» **GIVEN PROBLEM**: Recast the listing below as a numbered list, omitting any blank lines.

=== RECORD LIST ===

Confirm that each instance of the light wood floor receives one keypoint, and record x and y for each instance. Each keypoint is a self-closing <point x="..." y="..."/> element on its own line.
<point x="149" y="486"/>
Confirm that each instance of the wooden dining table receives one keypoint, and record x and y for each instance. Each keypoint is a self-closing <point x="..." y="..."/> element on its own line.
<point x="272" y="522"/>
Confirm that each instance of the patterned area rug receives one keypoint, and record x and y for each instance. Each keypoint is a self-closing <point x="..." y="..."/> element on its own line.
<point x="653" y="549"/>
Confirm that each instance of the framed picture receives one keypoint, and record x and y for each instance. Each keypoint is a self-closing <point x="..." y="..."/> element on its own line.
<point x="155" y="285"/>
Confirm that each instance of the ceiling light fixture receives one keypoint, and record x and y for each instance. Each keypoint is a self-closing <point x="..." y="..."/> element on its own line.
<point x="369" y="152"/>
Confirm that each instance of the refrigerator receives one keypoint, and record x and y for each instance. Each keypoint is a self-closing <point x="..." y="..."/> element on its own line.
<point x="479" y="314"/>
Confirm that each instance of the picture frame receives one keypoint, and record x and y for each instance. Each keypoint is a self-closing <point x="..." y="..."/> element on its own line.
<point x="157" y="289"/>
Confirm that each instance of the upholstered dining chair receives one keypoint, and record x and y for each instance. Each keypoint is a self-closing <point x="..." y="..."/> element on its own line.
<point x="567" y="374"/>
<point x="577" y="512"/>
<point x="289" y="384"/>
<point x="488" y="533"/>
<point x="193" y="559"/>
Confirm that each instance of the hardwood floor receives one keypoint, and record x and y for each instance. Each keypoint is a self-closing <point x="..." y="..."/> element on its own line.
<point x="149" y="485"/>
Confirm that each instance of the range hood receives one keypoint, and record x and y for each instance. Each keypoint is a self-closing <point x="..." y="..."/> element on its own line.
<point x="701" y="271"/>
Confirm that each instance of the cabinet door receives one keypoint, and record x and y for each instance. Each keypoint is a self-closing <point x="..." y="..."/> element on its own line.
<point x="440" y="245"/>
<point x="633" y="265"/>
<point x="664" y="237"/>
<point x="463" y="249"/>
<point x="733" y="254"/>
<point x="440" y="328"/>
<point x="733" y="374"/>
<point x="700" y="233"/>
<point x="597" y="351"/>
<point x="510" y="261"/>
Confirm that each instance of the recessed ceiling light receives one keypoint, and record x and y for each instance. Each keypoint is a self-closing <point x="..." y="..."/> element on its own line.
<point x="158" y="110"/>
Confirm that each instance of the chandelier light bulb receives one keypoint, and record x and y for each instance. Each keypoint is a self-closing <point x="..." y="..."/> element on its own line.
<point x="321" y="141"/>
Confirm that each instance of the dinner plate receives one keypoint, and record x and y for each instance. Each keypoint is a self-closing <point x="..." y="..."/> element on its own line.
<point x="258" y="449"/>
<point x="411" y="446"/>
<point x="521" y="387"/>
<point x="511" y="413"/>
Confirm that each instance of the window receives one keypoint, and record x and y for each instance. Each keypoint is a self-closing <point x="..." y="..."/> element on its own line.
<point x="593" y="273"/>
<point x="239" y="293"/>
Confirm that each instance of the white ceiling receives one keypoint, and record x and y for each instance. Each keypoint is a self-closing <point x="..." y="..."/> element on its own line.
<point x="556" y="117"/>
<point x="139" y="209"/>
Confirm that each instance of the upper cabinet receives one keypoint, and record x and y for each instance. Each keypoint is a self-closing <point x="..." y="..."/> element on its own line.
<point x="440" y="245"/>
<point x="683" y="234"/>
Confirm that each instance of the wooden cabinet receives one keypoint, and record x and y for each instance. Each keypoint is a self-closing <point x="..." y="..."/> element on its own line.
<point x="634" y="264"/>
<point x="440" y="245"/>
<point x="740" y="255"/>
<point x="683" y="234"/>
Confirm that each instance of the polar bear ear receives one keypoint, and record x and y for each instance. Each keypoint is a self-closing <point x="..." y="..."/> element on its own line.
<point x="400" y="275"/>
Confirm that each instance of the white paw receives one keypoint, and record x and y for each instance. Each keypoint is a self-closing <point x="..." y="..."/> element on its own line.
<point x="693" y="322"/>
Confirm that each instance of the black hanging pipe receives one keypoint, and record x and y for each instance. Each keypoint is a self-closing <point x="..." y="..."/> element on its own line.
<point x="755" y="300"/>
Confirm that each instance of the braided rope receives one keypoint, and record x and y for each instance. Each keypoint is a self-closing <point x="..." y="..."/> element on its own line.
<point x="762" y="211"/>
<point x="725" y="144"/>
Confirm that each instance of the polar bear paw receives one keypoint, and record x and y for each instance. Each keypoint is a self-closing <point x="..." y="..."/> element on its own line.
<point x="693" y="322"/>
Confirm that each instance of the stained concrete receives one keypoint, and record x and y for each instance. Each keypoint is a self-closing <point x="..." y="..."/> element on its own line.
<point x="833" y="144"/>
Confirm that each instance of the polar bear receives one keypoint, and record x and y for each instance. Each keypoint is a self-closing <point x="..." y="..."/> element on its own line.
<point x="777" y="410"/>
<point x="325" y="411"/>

===

» **OUTPUT**:
1. Confirm that each instance of the light wood floor receives one keypoint, and record x and y for each instance. Each keypoint is a self-closing <point x="..." y="..."/> element on its own line.
2. <point x="149" y="486"/>
3. Confirm that each instance of the wooden dining table receives one keypoint, and record x and y for each instance. Each keypoint is a self-closing <point x="..." y="..."/> element on its own line.
4. <point x="272" y="522"/>
5. Confirm that each instance of the patterned area rug receives one keypoint, and record x and y for each instance. Each keypoint is a self-closing <point x="..." y="..."/> element on its own line.
6. <point x="653" y="549"/>
7. Confirm that each instance of the framed picture receives one keypoint, and record x and y for each instance. Each keypoint is a self-closing <point x="..." y="..."/> element on its own line.
8. <point x="155" y="285"/>
9. Confirm that each instance of the ceiling light fixture receives one keypoint, and record x and y for each instance. Each keypoint is a self-closing <point x="..." y="..."/> element on its own line.
10. <point x="369" y="152"/>
11. Confirm that each instance of the refrigerator receives one keypoint, and record x and y for each instance. Each keypoint is a self-closing <point x="..." y="..."/> element on its own line.
12. <point x="479" y="314"/>
13. Confirm that each instance of the picture frame receives one keypoint, and record x and y for each instance. Each keypoint is a self-closing <point x="..." y="..."/> element on its own line.
14. <point x="157" y="289"/>
15. Confirm that each instance of the upholstered dining chair receives one keypoint, and record x and y for each instance. Each keypoint is a self-closing <point x="..." y="..."/> element on its own line.
16. <point x="567" y="374"/>
17. <point x="577" y="512"/>
18. <point x="289" y="384"/>
19. <point x="488" y="533"/>
20. <point x="193" y="559"/>
21. Confirm that each instance of the hardwood floor receives one keypoint, and record x and y for each instance. Each keypoint is a self-closing <point x="..." y="..."/> element on its own line.
22. <point x="149" y="485"/>
23. Confirm that each instance of the range hood receives one keypoint, and record x and y for each instance. Each keypoint is a self-closing <point x="..." y="..."/> element on its own line.
24. <point x="701" y="271"/>
25. Confirm that each instance of the cabinet door receives one keypoint, and record x and y for each instance. Each keypoint is a self-closing <point x="..." y="..."/> element on its own line.
26. <point x="440" y="245"/>
27. <point x="633" y="265"/>
28. <point x="664" y="237"/>
29. <point x="463" y="249"/>
30. <point x="733" y="254"/>
31. <point x="440" y="328"/>
32. <point x="733" y="374"/>
33. <point x="700" y="233"/>
34. <point x="597" y="351"/>
35. <point x="510" y="261"/>
36. Confirm that each instance of the recessed ceiling light receives one keypoint, and record x and y for each instance. Each keypoint is a self-closing <point x="..." y="..."/> element on its own line.
37. <point x="158" y="110"/>
38. Confirm that each instance of the chandelier light bulb receives one keypoint, and record x and y for each instance. Each keypoint is a self-closing <point x="..." y="..."/> element on its own line.
39. <point x="321" y="141"/>
40. Confirm that each instance of the dinner plate receives one keypoint, and record x and y for each instance. Each keypoint is a self-closing <point x="..." y="..."/> element on its own line.
41. <point x="258" y="449"/>
42. <point x="411" y="446"/>
43. <point x="521" y="387"/>
44. <point x="511" y="413"/>
45. Confirm that each instance of the window receives one keypoint, and record x and y for each instance. Each keypoint is a self-closing <point x="..." y="..."/> element on its own line.
46. <point x="593" y="273"/>
47. <point x="239" y="293"/>
48. Confirm that each instance of the white ceiling receives one keypoint, and record x and y for each instance. Each keypoint is a self-closing <point x="..." y="..."/> element on its own line.
49. <point x="556" y="117"/>
50. <point x="139" y="209"/>
51. Confirm that each instance of the upper cabinet receives one keypoint, and record x and y for each instance. Each keypoint is a self-closing <point x="..." y="..."/> element on its own line.
52. <point x="440" y="245"/>
53. <point x="683" y="234"/>
54. Confirm that each instance of the wooden cabinet receives one keypoint, and record x and y for each instance. Each keypoint is a self-closing <point x="..." y="..."/> element on its own line.
55. <point x="634" y="264"/>
56. <point x="440" y="245"/>
57. <point x="740" y="255"/>
58. <point x="683" y="234"/>
59. Confirm that each instance of the polar bear ear receives one keypoint, and record x and y for each instance. Each keypoint is a self-closing <point x="..." y="..."/> element on its own line.
60. <point x="400" y="275"/>
61. Confirm that each instance of the white paw receives one keypoint, and record x and y for each instance. Each keypoint is a self-closing <point x="..." y="..."/> element on its own line.
62. <point x="693" y="322"/>
63. Confirm that each instance of the black hanging pipe receives one keypoint, and record x and y for each instance. Each keypoint is a self-closing <point x="..." y="..."/> element on its own line.
64. <point x="755" y="300"/>
65. Confirm that each instance of the braided rope receives one keypoint, and record x and y for each instance. Each keypoint is a self-closing <point x="..." y="..."/> element on its own line.
66. <point x="762" y="211"/>
67. <point x="725" y="144"/>
68. Confirm that each instance of the polar bear paw receives one keypoint, and record x and y for each instance. Each keypoint is a self-closing <point x="..." y="..."/> element on its own line.
69. <point x="693" y="322"/>
70. Confirm that each instance of the stained concrete receives one keypoint, and record x and y for each instance. Each keypoint is a self-closing <point x="..." y="..."/> element on its own line.
71. <point x="833" y="144"/>
72. Confirm that each instance of the polar bear receives one keypoint, and record x and y for each instance. Each keypoint is a self-closing <point x="..." y="..."/> element on its own line.
73. <point x="777" y="410"/>
74. <point x="325" y="411"/>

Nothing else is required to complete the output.